> **Fragmento del texto**
Ha pasado el tiempo, pero imagino que hay ciertas imágenes que no se le habrán olvidado.

Francamente, es imposible. Y además, no me lo perdonaría.

¿Son esos recuerdos recurrentes los que le obligan a escribir un libro para poder desprenderse de ellos?

Esta vez es un encargo para una colección editorial sobre genocidios, pero le diría que es una forma más de terapia sostenida, sí. A partir de un momento sentí necesidad recurrente de ordenar mi «almario» de esos años.

Muchas veces se habló de la pasividad occidental ante aquel conflicto. ¿Comparte esa opinión?

Fue una parálisis absoluta. Acababa de producirse el desastre del «Black hawk: derribado» en Somalia y permanecían los conflictos en Yugoslavia, Liberia o Sierra Leona. Nadie quiso mover un dedo y camuflaron su inacción todo lo que pudieron.

Tampoco es menos cierto que la pasividad de los líderes africanos fue también notable.

Algunos países prestaron tropas para los cascos azules, otros jugaron sus intereses y otros más desoyeron la tragedia. Fue la tormenta perfecta.

En aquellos años Mandela estaba recién ascendido al poder y con un aura internacional espectacular. ¿Pudo hacer más?

Sin duda. Era la potencia militar en la zona y tenía los recursos, pero también se abstuvo. Nadie jugó esa baza. Pero no comprendo por qué en Occidente nos atribuimos la obligación moral de salvar al mundo en cada hecatombe y nadie se pregunta qué hacen otros países como China, Rusia o la India. ¿Somos una civilización superior? Ellos nunca están ni se les atribuye acción o inacción alguna. Y créame, los chinos también jugaron a lo suyo.

En su libro hay un par de personajes a los que usted no perdona. Uno es Kofi Annan, el que luego sería secretario general de la ONU.

Murió entre loores globalistas en agosto de 2018. Actuó toda su vida como un canalla, un Calígula moderno, no sólo en Ruanda. Todo lo que tocó lo empeoró o fue un espanto. Si me lo encuentro en el infierno un día se las tendrá que ver conmigo, pero también con las víctimas.

¿Tan bien lo hizo en Ruanda como para que se ganase ese ascenso?

Desoyó, silenció, trabó y escondió los llamados urgentes desde el terreno. Traicionó a su jefe, el entonces secretario general, el egipcio Boutros-Ghali, aprovechando que viajaba en un avión. Se trabajó el ascenso.

Registros almacenados:
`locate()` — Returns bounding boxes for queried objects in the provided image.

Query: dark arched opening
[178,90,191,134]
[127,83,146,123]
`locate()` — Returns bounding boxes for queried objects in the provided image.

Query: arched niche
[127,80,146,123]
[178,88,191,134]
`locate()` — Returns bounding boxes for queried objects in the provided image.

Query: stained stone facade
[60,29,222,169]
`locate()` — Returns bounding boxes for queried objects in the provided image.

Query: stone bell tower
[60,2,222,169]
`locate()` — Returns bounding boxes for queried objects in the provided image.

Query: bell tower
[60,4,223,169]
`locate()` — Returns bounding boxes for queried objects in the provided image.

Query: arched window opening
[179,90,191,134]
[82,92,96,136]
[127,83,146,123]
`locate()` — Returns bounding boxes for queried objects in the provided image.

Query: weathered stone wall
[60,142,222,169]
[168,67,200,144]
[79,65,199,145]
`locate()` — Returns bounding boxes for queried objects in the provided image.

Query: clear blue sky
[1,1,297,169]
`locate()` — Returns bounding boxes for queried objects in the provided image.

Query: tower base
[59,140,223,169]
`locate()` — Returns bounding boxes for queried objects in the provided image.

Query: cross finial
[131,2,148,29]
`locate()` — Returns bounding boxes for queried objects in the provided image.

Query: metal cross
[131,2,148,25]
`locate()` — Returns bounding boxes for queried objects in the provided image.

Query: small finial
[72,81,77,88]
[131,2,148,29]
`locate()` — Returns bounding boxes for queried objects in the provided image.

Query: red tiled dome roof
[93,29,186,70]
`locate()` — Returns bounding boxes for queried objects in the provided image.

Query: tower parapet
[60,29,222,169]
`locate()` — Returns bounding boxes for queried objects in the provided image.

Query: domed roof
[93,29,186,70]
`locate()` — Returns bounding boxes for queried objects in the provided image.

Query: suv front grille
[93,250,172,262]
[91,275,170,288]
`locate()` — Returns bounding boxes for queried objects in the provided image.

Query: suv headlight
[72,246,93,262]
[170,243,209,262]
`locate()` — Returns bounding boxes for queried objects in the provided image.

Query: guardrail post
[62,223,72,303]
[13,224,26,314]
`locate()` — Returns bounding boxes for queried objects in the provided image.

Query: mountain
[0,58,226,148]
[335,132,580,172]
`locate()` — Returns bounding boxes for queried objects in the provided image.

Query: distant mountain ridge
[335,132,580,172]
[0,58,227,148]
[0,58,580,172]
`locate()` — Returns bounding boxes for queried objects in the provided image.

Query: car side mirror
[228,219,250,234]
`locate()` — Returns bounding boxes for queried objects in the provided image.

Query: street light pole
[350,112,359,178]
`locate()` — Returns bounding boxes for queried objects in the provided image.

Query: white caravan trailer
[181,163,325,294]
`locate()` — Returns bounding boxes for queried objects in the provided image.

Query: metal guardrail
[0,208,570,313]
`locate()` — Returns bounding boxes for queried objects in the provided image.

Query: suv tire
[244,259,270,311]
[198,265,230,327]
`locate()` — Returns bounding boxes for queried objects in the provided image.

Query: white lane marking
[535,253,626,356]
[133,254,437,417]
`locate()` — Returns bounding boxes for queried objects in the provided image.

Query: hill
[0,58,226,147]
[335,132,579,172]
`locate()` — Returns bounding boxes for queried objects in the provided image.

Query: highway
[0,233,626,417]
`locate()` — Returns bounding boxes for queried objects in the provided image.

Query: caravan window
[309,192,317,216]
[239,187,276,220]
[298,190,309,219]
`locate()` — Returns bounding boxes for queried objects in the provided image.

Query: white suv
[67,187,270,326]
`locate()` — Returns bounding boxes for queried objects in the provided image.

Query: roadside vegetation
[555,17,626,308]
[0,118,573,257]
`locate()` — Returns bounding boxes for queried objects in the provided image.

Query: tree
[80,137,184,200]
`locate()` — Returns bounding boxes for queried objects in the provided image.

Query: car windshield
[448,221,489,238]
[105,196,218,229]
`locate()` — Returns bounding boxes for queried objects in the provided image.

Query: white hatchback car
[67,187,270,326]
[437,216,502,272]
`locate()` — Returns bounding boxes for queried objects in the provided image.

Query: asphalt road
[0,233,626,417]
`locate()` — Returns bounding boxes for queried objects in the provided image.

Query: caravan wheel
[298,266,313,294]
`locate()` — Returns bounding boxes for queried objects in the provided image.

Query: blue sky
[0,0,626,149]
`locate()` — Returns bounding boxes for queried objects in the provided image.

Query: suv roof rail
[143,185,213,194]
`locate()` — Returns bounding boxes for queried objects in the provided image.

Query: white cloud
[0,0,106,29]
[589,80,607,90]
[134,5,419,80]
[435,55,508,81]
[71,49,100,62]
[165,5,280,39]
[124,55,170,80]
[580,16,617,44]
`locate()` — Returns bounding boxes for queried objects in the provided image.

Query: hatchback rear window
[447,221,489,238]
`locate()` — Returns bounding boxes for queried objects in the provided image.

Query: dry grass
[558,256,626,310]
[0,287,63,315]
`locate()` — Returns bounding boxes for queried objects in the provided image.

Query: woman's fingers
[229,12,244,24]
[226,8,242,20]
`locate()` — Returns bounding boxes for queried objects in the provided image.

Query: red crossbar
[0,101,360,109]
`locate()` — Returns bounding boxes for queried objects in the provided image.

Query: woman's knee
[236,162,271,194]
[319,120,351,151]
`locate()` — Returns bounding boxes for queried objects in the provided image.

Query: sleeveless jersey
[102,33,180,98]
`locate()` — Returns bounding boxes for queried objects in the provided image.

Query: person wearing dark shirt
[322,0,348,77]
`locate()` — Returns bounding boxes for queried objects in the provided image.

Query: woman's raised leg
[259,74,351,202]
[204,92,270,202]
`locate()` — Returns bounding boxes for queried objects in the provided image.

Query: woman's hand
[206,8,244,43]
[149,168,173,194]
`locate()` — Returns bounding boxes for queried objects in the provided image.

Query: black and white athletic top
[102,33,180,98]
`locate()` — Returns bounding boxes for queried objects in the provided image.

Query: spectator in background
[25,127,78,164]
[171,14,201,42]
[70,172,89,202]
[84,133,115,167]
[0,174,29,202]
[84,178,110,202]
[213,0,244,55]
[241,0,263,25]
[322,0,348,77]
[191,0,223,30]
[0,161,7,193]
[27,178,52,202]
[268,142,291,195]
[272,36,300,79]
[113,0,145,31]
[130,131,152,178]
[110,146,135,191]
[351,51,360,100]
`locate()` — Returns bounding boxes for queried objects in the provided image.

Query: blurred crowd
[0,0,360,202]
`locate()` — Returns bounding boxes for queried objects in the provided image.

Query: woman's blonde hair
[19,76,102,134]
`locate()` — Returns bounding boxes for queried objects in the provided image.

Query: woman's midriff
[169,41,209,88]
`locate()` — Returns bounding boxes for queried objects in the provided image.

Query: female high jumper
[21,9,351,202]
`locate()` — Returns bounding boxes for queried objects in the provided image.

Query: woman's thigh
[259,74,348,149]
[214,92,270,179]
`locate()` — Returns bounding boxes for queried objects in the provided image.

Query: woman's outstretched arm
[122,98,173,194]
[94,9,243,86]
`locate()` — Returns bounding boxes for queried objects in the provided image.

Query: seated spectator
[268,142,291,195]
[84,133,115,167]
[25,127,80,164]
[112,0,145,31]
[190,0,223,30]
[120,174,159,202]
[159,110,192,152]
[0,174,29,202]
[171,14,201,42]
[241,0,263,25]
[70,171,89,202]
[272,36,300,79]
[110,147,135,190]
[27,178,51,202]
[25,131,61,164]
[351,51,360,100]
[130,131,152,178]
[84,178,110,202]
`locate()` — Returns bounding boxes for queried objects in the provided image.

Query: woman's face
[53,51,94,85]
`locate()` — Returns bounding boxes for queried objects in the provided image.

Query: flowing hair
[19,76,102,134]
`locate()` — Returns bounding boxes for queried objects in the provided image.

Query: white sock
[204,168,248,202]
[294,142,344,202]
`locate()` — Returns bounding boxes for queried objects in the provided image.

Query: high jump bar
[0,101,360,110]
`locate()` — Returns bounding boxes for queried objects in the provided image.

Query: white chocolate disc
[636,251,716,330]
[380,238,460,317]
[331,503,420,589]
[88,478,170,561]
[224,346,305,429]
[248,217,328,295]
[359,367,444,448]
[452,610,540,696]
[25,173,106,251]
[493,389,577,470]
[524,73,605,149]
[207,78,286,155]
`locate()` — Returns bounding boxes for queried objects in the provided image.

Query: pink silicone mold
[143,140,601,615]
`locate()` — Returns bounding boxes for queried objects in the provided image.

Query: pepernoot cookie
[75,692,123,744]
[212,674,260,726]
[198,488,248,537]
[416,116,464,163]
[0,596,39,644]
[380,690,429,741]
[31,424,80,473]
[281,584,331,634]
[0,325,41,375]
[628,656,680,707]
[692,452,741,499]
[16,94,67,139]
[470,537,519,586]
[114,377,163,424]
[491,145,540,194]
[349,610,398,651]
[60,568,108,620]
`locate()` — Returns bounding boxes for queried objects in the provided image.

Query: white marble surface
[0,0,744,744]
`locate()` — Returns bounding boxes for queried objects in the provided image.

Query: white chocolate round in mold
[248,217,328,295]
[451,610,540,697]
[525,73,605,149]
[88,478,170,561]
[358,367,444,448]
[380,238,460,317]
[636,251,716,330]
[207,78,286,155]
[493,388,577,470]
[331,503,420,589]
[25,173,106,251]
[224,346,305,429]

> **Lo que se pide**
Prosiga la entrevista sobre el genocidio de Ruanda a partir de su última frase.

> **Resultado del ejercicio**
El oficial Romeo Dallaire, militar canadiense al mando de los Cascos Azules, tampoco tuvo muy buena opinión de Kofi Annan...

Uf. En sus memorias, Dallaire, general de «cinco estrellas», explica que aún sufre tendencias suicidas tras la experiencia. Años después, Annan asumió que «tal vez» pudo «hacer más», pero no se le agrió ni un sólo café matutino.

A Annan le olían las manos a petróleo contaminado...

Ruanda, Yugoslavia, Kosovo, Irak, Siria... Estuvo en todos los fregados y sólo fue sometido a un juicio «político», por el latrocinio del Programa «Petróleo por alimentos». Lo negó y luego pidió disculpas. Siguieron los agasajos hasta el final de sus días.

Tampoco se trajo usted de Ruanda una buena impresión de cierta forma de ejercer la ayuda humanitaria internacional. ¿Por qué?

El concepto entró en crisis total. Por primera vez las ONG abandonaban el terreno al comprobar que en los campos de refugiados continuaba el exterminio. Si ayudas a los que van perdiendo, contribuyes a prolongar la guerra. Fue involuntario, pero era una forma más de hacer política.

¿En qué estanco compraba usted el papel para escribir sus crónicas?

(Risas) Sólo me quedaba un folio, churretoso después de un mes, ya escrito, así que trazaba cada crónica en los márgenes e interlineados, con flechas que atravesaban la cuartilla para indicar por dónde seguía el texto.

Y seguro que un fax para enviarlas no le pillaba muy a mano…

Sólo uno, de las tropas francesas, instalado en el suelo, a pie de pista, en un aeropuerto destartalado del Congo. Poco después ese aeropuerto quedó sepultado bajo miles de toneladas de lava de uno de los siete volcanes del entorno.

Un cubano que estuvo en Angola me confesó: por la mañana son amigos, por la noche te disparan sin venir a cuento. ¿Tuvo esa sensación?

La noche del 6 al 7 de abril alguien se dejó abiertas las puertas del infierno, durante cien días. Hermanos, primos, vecinos... se despeñaron en una masacre imposible de describir. Los hutus radicales descuartizaron artesanalmente en cien días a casi un millón.